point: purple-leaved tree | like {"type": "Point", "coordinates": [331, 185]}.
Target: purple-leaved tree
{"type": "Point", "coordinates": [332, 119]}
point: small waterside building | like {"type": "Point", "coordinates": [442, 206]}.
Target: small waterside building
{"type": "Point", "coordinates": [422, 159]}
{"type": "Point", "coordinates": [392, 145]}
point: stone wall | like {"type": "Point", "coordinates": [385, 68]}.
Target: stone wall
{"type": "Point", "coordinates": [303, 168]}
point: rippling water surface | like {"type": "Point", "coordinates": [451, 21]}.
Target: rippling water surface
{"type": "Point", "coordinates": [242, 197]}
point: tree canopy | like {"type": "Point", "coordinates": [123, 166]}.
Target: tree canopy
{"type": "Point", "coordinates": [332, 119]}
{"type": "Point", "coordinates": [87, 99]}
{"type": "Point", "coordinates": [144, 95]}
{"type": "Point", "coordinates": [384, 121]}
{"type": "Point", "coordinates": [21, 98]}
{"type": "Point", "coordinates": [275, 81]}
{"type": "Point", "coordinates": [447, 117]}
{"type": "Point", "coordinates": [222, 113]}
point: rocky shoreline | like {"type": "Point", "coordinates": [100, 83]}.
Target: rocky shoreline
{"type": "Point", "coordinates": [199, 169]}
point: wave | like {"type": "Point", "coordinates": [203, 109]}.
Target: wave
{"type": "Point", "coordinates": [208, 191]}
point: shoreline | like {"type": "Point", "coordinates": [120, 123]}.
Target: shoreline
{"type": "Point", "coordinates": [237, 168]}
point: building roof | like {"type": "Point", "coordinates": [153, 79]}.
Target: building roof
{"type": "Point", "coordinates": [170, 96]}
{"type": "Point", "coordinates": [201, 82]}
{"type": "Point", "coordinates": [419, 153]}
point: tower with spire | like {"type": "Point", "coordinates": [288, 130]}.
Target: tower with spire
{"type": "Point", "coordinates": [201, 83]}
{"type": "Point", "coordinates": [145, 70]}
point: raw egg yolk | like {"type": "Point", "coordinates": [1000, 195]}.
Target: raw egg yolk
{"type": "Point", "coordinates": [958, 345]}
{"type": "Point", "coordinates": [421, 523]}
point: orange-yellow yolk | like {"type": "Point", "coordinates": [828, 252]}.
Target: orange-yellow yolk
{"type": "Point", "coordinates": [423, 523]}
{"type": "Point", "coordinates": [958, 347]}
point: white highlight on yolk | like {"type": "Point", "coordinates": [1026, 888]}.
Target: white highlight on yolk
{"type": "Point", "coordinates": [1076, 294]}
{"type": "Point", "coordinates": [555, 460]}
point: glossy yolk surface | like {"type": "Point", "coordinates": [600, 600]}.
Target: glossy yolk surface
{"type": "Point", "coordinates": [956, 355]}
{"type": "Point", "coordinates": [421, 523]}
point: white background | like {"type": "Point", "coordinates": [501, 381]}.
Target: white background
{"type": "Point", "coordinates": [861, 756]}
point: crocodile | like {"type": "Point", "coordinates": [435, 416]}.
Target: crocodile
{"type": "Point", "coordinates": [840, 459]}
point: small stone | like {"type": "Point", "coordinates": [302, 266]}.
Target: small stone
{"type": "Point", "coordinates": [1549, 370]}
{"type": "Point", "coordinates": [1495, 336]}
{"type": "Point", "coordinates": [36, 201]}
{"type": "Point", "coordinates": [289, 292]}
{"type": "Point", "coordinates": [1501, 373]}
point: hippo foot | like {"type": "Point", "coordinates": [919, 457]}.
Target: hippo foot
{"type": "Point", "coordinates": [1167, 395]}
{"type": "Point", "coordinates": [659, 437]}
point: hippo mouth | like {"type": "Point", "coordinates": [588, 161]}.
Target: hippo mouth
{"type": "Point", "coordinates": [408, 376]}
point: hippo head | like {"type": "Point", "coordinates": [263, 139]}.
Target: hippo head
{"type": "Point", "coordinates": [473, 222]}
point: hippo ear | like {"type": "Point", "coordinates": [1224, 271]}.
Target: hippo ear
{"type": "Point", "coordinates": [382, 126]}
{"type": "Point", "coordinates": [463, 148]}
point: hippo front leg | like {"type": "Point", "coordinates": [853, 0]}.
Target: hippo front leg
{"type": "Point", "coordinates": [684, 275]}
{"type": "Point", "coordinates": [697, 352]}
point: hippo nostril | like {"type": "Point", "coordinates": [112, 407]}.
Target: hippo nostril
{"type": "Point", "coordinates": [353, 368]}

....

## Task details
All of the material should be duplicated exactly.

## Task response
point: purple-leaved tree | like {"type": "Point", "coordinates": [331, 185]}.
Target: purple-leaved tree
{"type": "Point", "coordinates": [332, 119]}
point: small waterside building | like {"type": "Point", "coordinates": [442, 206]}.
Target: small waterside building
{"type": "Point", "coordinates": [422, 159]}
{"type": "Point", "coordinates": [392, 145]}
point: stone wall | like {"type": "Point", "coordinates": [385, 68]}.
Target: stone wall
{"type": "Point", "coordinates": [303, 168]}
point: rippling water surface | like {"type": "Point", "coordinates": [451, 21]}.
Target: rippling water surface
{"type": "Point", "coordinates": [242, 197]}
point: tree canopy | like {"type": "Point", "coordinates": [123, 166]}.
Target: tree canopy
{"type": "Point", "coordinates": [332, 119]}
{"type": "Point", "coordinates": [87, 99]}
{"type": "Point", "coordinates": [144, 95]}
{"type": "Point", "coordinates": [384, 121]}
{"type": "Point", "coordinates": [21, 98]}
{"type": "Point", "coordinates": [275, 81]}
{"type": "Point", "coordinates": [447, 117]}
{"type": "Point", "coordinates": [222, 113]}
point: rocky shoreline | like {"type": "Point", "coordinates": [100, 83]}.
Target: rocky shoreline
{"type": "Point", "coordinates": [199, 169]}
point: wave | like {"type": "Point", "coordinates": [203, 109]}.
Target: wave
{"type": "Point", "coordinates": [208, 191]}
point: shoreline | like {"type": "Point", "coordinates": [120, 123]}.
Target: shoreline
{"type": "Point", "coordinates": [237, 168]}
point: building roof | like {"type": "Point", "coordinates": [153, 79]}.
Target: building roof
{"type": "Point", "coordinates": [170, 96]}
{"type": "Point", "coordinates": [201, 82]}
{"type": "Point", "coordinates": [419, 153]}
point: tower with spire | like {"type": "Point", "coordinates": [288, 130]}.
Target: tower with spire
{"type": "Point", "coordinates": [201, 83]}
{"type": "Point", "coordinates": [145, 70]}
point: raw egg yolk | like {"type": "Point", "coordinates": [1000, 195]}.
Target: raw egg yolk
{"type": "Point", "coordinates": [958, 345]}
{"type": "Point", "coordinates": [421, 523]}
point: orange-yellow yolk | like {"type": "Point", "coordinates": [828, 252]}.
Target: orange-yellow yolk
{"type": "Point", "coordinates": [423, 523]}
{"type": "Point", "coordinates": [958, 347]}
point: white highlight on yolk | like {"type": "Point", "coordinates": [1026, 888]}.
Target: white highlight on yolk
{"type": "Point", "coordinates": [1076, 294]}
{"type": "Point", "coordinates": [555, 460]}
point: glossy yolk surface | like {"type": "Point", "coordinates": [600, 600]}.
Target: glossy yolk surface
{"type": "Point", "coordinates": [956, 355]}
{"type": "Point", "coordinates": [421, 523]}
point: white background | like {"type": "Point", "coordinates": [501, 381]}.
Target: white background
{"type": "Point", "coordinates": [861, 756]}
point: crocodile | like {"type": "Point", "coordinates": [435, 416]}.
Target: crocodile
{"type": "Point", "coordinates": [840, 459]}
point: small stone | like {"type": "Point", "coordinates": [302, 266]}.
Target: small stone
{"type": "Point", "coordinates": [1549, 370]}
{"type": "Point", "coordinates": [1495, 336]}
{"type": "Point", "coordinates": [36, 201]}
{"type": "Point", "coordinates": [289, 292]}
{"type": "Point", "coordinates": [1501, 373]}
point: hippo foot | like {"type": "Point", "coordinates": [919, 457]}.
Target: hippo foot
{"type": "Point", "coordinates": [1167, 395]}
{"type": "Point", "coordinates": [659, 437]}
point: hippo mouth | like {"type": "Point", "coordinates": [588, 161]}.
Target: hippo mouth
{"type": "Point", "coordinates": [408, 376]}
point: hippo head | like {"type": "Point", "coordinates": [263, 139]}.
Target: hippo head
{"type": "Point", "coordinates": [473, 222]}
point: hippo ear | like {"type": "Point", "coordinates": [1224, 271]}.
Target: hippo ear
{"type": "Point", "coordinates": [382, 126]}
{"type": "Point", "coordinates": [463, 148]}
point: hippo front leg | like {"type": "Point", "coordinates": [853, 0]}.
Target: hippo front leg
{"type": "Point", "coordinates": [684, 275]}
{"type": "Point", "coordinates": [697, 352]}
point: hippo nostril | like {"type": "Point", "coordinates": [112, 407]}.
Target: hippo nostril
{"type": "Point", "coordinates": [353, 368]}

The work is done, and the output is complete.